#### DESCRIPTION OF THE TASK
Copy each of the entries below word for word, keeping every line in its original order.

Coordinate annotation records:
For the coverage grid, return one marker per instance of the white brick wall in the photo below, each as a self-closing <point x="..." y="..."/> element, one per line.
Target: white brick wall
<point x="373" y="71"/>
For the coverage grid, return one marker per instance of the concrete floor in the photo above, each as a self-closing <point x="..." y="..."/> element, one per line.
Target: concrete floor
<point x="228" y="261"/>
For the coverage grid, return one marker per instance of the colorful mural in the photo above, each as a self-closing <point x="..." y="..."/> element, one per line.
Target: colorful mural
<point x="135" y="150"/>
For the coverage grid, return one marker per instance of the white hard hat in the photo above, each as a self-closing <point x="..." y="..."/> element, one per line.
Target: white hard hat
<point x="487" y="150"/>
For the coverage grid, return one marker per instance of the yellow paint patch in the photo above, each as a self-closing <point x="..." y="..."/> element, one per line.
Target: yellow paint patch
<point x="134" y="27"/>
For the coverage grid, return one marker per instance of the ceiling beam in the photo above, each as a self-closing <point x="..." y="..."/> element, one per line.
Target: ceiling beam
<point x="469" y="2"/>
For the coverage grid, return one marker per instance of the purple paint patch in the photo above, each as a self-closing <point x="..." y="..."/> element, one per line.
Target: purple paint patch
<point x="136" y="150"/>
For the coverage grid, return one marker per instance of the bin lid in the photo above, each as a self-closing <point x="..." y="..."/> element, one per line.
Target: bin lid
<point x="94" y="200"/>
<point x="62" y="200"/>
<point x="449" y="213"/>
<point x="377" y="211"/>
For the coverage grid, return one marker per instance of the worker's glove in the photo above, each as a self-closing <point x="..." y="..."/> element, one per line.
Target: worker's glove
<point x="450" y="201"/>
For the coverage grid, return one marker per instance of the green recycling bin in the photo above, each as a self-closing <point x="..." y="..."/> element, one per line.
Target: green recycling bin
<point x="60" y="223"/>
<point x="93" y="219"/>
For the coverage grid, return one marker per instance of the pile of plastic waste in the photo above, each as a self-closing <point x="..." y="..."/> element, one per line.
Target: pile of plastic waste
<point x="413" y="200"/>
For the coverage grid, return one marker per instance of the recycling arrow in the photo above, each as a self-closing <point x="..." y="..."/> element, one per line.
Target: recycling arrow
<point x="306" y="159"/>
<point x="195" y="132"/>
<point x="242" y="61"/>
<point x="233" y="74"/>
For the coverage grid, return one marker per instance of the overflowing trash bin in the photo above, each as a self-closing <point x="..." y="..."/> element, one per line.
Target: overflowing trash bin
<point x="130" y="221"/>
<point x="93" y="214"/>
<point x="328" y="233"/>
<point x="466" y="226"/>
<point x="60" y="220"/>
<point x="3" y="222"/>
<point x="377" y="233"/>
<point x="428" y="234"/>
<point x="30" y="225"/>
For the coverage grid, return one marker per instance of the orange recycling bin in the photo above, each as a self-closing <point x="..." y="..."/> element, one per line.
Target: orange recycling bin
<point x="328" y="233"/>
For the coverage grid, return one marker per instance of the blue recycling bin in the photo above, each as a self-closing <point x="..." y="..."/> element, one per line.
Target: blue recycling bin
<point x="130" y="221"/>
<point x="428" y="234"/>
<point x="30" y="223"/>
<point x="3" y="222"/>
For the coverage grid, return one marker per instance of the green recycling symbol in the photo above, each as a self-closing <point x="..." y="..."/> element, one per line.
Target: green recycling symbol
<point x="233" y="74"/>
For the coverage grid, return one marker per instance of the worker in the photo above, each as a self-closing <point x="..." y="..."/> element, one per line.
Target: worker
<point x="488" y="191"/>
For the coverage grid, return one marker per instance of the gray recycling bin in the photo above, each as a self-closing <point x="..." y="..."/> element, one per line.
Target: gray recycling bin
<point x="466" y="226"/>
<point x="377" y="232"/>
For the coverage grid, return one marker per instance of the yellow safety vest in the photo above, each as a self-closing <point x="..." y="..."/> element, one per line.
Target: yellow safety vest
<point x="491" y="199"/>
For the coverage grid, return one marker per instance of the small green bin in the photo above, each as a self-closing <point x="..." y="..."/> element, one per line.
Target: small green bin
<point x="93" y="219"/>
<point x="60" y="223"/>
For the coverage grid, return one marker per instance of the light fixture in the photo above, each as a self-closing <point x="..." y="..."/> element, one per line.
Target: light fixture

#### THE OUTPUT
For the coverage grid, return one marker per instance of the white brick wall in the photo below, each as a self-closing <point x="..." y="..."/> element, one per line.
Target: white brick wall
<point x="373" y="71"/>
For the coverage grid, return one marker per instance of the concrete floor in the photo above, each as a self-closing <point x="..." y="..."/> element, one per line.
Target: concrete floor
<point x="228" y="261"/>
For the coverage grid, return one marker per instance of the colorful mural in the photo above, each as a self-closing <point x="..." y="..."/> element, one per line.
Target: colorful mural
<point x="135" y="150"/>
For the coverage grid, return one marker per instance of the white hard hat in the photo above, each as a self-closing <point x="..." y="..."/> element, one per line.
Target: white hard hat
<point x="487" y="150"/>
For the coverage grid, return one marker per instance of the yellow paint patch in the photo above, each as a self-closing <point x="..." y="..."/> element, one per line.
Target: yellow paint patch
<point x="134" y="27"/>
For the coverage grid, return one marker per instance of the ceiling beam in the photo above, each as a self-closing <point x="..." y="..."/> element, one per line.
Target: ceiling beam
<point x="469" y="2"/>
For the coverage grid, return one marker per instance of the purple paint patch in the photo above, each as a self-closing <point x="..." y="..."/> element, one per line.
Target: purple paint patch
<point x="136" y="150"/>
For the coverage grid, return one marker per instance of the bin lid in the photo above, each as a self-closing <point x="..." y="..."/> element, one per line.
Target: bin lid
<point x="94" y="200"/>
<point x="62" y="200"/>
<point x="449" y="213"/>
<point x="377" y="211"/>
For the coverage grid, return one marker per instance of the worker's glove in the photo above, each as a self-closing <point x="..." y="..."/> element, one per line.
Target: worker's glove
<point x="450" y="201"/>
For the coverage grid, return one marker per instance of the green recycling bin in the photo above, each as a self-closing <point x="..." y="..."/> element, one per line.
Target: green recycling bin
<point x="60" y="223"/>
<point x="93" y="219"/>
For the coverage grid, return one marker per instance of the pile of plastic waste in the photo above, each as a self-closing <point x="..." y="..."/> element, one per line.
Target: pile of plastic waste
<point x="413" y="200"/>
For the coverage grid, return one marker per instance of the recycling arrow in the photo above, each as a self-closing <point x="..." y="..."/> element, one per line.
Target: recycling arrow
<point x="306" y="159"/>
<point x="195" y="132"/>
<point x="242" y="61"/>
<point x="233" y="74"/>
For the coverage grid, return one marker per instance of the overflowing trash bin in the photo above, each as a self-closing <point x="..." y="..."/> element, one per line.
Target: overflowing trash bin
<point x="130" y="221"/>
<point x="93" y="214"/>
<point x="328" y="233"/>
<point x="466" y="226"/>
<point x="60" y="220"/>
<point x="3" y="222"/>
<point x="377" y="233"/>
<point x="428" y="234"/>
<point x="30" y="225"/>
For the coverage grid, return one marker per instance of the orange recycling bin in the photo above, each as a self-closing <point x="..." y="..."/> element, one per line.
Target: orange recycling bin
<point x="328" y="233"/>
For the coverage grid, return one marker per instance of the blue recycling bin in the photo above, each as a self-closing <point x="..." y="..."/> element, one per line.
Target: blue recycling bin
<point x="130" y="221"/>
<point x="428" y="234"/>
<point x="30" y="223"/>
<point x="3" y="222"/>
For the coverage grid, return one marker per instance of the green recycling symbol in the photo above, each as a self-closing <point x="..." y="..."/> element, one per line.
Target: green recycling symbol
<point x="233" y="74"/>
For the coverage grid, return one marker per instance of the worker in the photo above, each as a self-closing <point x="..." y="..."/> element, one per line.
Target: worker
<point x="488" y="191"/>
For the coverage grid, return one marker per instance of the gray recycling bin in the photo above, each as a self-closing <point x="..." y="..."/> element, one per line.
Target: gray recycling bin
<point x="466" y="226"/>
<point x="377" y="232"/>
For the coverage grid, return one marker per instance of the yellow safety vest in the photo above, each as a self-closing <point x="..." y="..."/> element, one per line.
Target: yellow safety vest
<point x="491" y="199"/>
For the coverage grid, return one marker per instance of the small green bin in the photo above, each as a self-closing <point x="..." y="..."/> element, one per line.
Target: small green bin
<point x="93" y="219"/>
<point x="60" y="223"/>
For the coverage grid, return one marker per instance of the light fixture in the photo above, each as a self-closing <point x="..." y="..."/> element, one per line.
Target: light fixture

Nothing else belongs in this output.